By 1954, when Brown came up for decision, it had been apparent for some time that segregation rarely if ever produced equality. Quite aside from any question of psychology, the physical facilities provided for blacks were not as good as those provided for whites. That had been demonstrated in a long series of cases . . . The Court’s realistic choice, therefore, was either to abandon the quest for equality by allowing segregation or to forbid segregation in order to achieve equality. There was no third choice. Either choice would violate one aspect of the original understanding, but there was no possibility of avoiding that. Since equality and segregation were mutually inconsistent, though the ratifiers did not understand that, both could not be honored. When that is seen, it is obvious the Court must choose equality and prohibit state-imposed segregation. The purpose that brought the fourteenth amendment into being was equality before the law, and equality, not separation, was written into the law.

In 1999, Bork wrote an essay about Thomas More and attacked jury nullification as a “pernicious practice”.[43] Bork once quoted More in summarizing his judicial philosophy.[44]

In 2003, he published Coercing Virtue: The Worldwide Rule Of Judges, an American Enterprise Institute book that includes Bork’s philosophical objections to the phenomenon of incorporating international ethical and legal guidelines into the fabric of domestic law. In particular, he focuses on problems he sees as inherent in the federal judiciary of three nations, Israel, Canada, and the United States—countries where he believes courts have exceeded their discretionary powers, and have discarded precedent and common law, and in their place substituted their own liberal judgment.

Bork also advocated modifying the Constitution to allow Congressional super-majorities to override Supreme Court decisions, similar to the Canadian notwithstanding clause. Though Bork had many liberal critics, some of his arguments have earned criticism from conservatives as well. Although an opponent of gun control,[45] Bork denounced what he called the “NRA view” of the Second Amendment, something he described as the “belief that the constitution guarantees a right to Teflon-coated bullets.” Instead, he argued that the Second Amendment merely guarantees a right to participate in a government militia.[46]

Bork converted to Catholicism in 2003.[47]

In October 2005, Bork publicly criticized the nomination of Harriet Miers to the Supreme Court.[48][49]

On June 6, 2007, Bork filed suit in federal court in New York City against the Yale Club over an incident that had occurred a year earlier. Bork alleged that, while trying to reach the dais to speak at an event, he fell, because of the Yale Club’s failure to provide any steps or handrail between the floor and the dais. (After his fall, he successfully climbed to the dais and delivered his speech.)[50] According to the complaint, Bork’s injuries required surgery, immobilized him for months, forced him to use a cane, and left him with a limp.[51] In May 2008, Bork and the Yale Club reached a confidential, out-of-court settlement.[52]

On June 7, 2007, Bork with several others authored an amicus brief on behalf of Scooter Libby arguing that there was a substantial constitutional question regarding the appointment of the prosecutor in the case, reviving the debate that had previously resulted in the Morrison v. Olson decision.[53]

On December 15, 2007, Bork endorsed Mitt Romney for President. He repeated this endorsement on August 2, 2011.

A 2008 issue of the Harvard Journal of Law and Public Policy collected essays in tribute to Bork. Authors included Frank H. Easterbrook, George Priest, and Douglas Ginsburg.

## RECORDS PROVIDED
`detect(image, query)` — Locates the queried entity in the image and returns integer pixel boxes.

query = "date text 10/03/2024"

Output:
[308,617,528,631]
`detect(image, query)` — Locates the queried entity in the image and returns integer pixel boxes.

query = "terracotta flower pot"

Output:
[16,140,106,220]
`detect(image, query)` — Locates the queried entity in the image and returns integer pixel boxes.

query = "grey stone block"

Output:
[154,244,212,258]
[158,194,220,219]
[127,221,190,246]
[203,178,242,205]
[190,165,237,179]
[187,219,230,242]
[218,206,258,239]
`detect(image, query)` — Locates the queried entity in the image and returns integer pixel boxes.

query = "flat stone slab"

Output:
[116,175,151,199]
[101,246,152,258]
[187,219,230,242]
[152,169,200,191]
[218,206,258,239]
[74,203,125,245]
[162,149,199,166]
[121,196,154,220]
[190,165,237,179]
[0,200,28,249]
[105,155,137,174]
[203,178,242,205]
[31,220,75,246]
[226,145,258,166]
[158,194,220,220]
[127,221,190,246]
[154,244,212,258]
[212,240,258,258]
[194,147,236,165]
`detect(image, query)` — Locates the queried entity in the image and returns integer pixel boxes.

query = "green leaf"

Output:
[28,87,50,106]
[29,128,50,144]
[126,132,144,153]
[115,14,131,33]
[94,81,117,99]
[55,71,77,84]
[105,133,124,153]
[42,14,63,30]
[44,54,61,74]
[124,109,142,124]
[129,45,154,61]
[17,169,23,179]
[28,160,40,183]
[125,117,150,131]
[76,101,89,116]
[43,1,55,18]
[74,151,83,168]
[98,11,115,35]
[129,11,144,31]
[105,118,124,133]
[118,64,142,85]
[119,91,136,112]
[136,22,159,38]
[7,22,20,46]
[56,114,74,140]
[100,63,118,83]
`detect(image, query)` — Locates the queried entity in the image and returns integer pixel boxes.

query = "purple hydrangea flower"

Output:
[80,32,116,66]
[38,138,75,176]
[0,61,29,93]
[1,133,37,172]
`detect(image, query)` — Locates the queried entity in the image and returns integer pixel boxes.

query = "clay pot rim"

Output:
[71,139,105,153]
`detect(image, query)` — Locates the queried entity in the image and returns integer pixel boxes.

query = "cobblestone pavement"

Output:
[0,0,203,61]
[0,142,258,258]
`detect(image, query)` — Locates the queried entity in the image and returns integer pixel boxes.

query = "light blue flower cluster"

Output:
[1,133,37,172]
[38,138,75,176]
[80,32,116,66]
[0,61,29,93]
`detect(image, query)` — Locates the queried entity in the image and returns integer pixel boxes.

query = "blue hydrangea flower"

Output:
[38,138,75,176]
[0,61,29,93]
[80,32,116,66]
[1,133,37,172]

## WORK INSTRUCTIONS
In the text about Bork, what right did he argue the Second Amendment guarantees?

## WRITTEN SOLUTION
A right to participate in a government militia.